[Reading passage]
All the way to heaven is heaven, for Jesus said, "I am the Way."
-St. Teresa of Avila

In some respects it is the same as John's since both followed the same Discalced Carmelite Primitive Rule. However, Teresa is arguably more advanced than John in the level of prayer in her writings. The Carmelite Joseph of Jesus Mary and Benedictine Dom John Chapman both considered everything in Teresa's contemplative prayer to be after the Night of the Senses in John's writings. They considered John to be writing more of ordinary prayer, while Teresa wrote of higher ways.

However, I related to what Steven wrote, whether it is said comparing ourselves to Teresa or to John.

Both, of course, went beyond giving up chocolate. Their Primitive Rule involved a form of fasting for 8 months of the year, for example. Some of the artwork can be misleading in such respects.

Ouch! There you go again, getting to the nitty-gritty.

I recently began re-reading Interior Castle and was struck by her "floor plan". What I would consider a very high level of holiness -- finding it a delight to do God's will and moving beyond reason into God's presence -- is only the fourth mansion! Just when you think you've reached a new understanding of prayer, you realize that instead of reaching the top of the ladder, you've just taken the big step onto the bottom rung.

Dear Mrs. Darwin,

Yes, sometimes it seems like we have to leap up to reach the bottom rung.



Steven, how much should our attention go to stoping self-indulgence? Maybe we are so commited to our love and relationship with God that certain things no longer indulge us compare to what we get from our intimate time with God.

Dear Hector,

As you surmise, the goal is not to spend time thinking about not indulging ourselves but to spend time with God. Even if we think we've stripped away the veil of indulgence, there are probably things which remain for God Himself to purge away. Ideally our minds are on loving God and the desire to do away with self-indulgence is no longer a thought, it is merely a part of life. The desires that once ruled us have taken a back seat to the overwhelming desire to love God.

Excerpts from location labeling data

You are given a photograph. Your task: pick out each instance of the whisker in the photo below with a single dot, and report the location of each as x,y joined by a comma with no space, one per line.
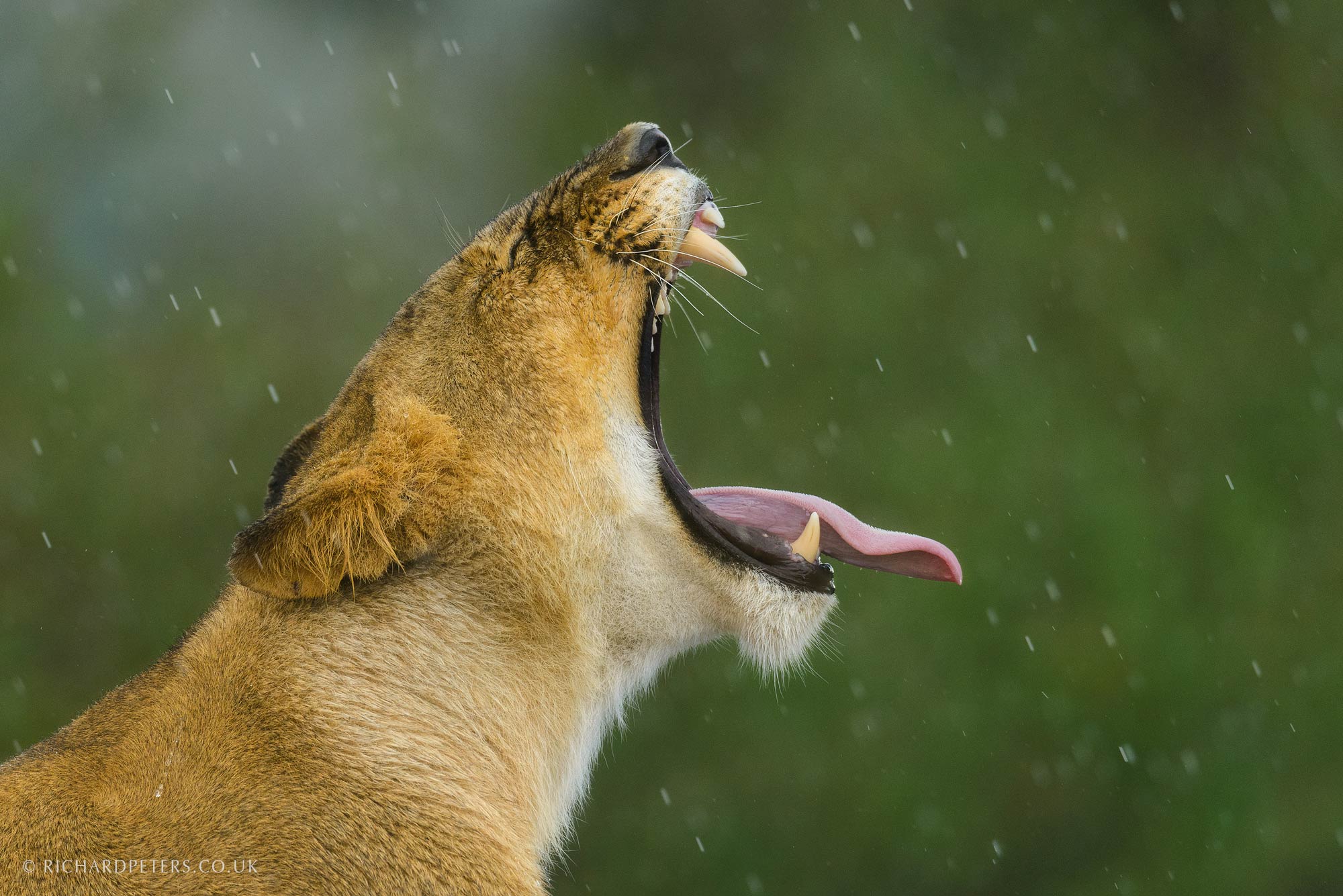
700,258
672,285
691,321
721,303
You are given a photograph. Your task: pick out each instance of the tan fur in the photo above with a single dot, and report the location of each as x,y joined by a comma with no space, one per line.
467,569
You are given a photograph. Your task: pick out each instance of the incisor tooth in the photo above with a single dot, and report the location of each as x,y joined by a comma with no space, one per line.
699,246
809,542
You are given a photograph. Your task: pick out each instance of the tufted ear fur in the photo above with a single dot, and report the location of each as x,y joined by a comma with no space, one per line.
362,489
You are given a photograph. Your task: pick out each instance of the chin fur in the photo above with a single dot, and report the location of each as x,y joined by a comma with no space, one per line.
777,626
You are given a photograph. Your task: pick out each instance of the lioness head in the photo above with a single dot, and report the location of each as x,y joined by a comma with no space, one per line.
502,439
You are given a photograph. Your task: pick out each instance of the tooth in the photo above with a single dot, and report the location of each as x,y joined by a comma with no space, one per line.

[Your task] Continue the discussion of Teresa of Avila and prayer, picking up after its last sentence. These entries are independent of the discussion of Teresa of Avila and prayer.

[Reply]
But Saint John of the Cross warns us about spiritual pride that can come from "releasing ourselves" from our indulgences. We don't do the releasing, we merely cooperate with it. Hence, if we spend all of our time thinking about relinquishing our indulgences, we've missed the point.

Nevertheless, there is a point in the spiritual life when it is a right and proper thought and a discipline that will help us ascend to the next stage. For some, God makes it easy, for others it is along ascent up the slopes of Mt. Carmel. I'm going on 13 years and don't feel as thought I've completed even the first step of the way. I've read the map and prepared the knapsack and sat down and thought long and hard about strategy, and I started to take a step. Haven't quite finished it yet.

St. Therese was blessed to have been able to make the ascent and more in a little over fifteen years. Perhaps the long time spent on the first step will move God to help me through those that follow at a greater rate. If not, His will, not mine.



I don't know if you will see this comment since it's on a post of a few days past. I really, really appreciate your thoughts and insights. I grow a lot by reading your posts, but even more by seeing your answers to our questions. Your answer here made me think a lot. God bless!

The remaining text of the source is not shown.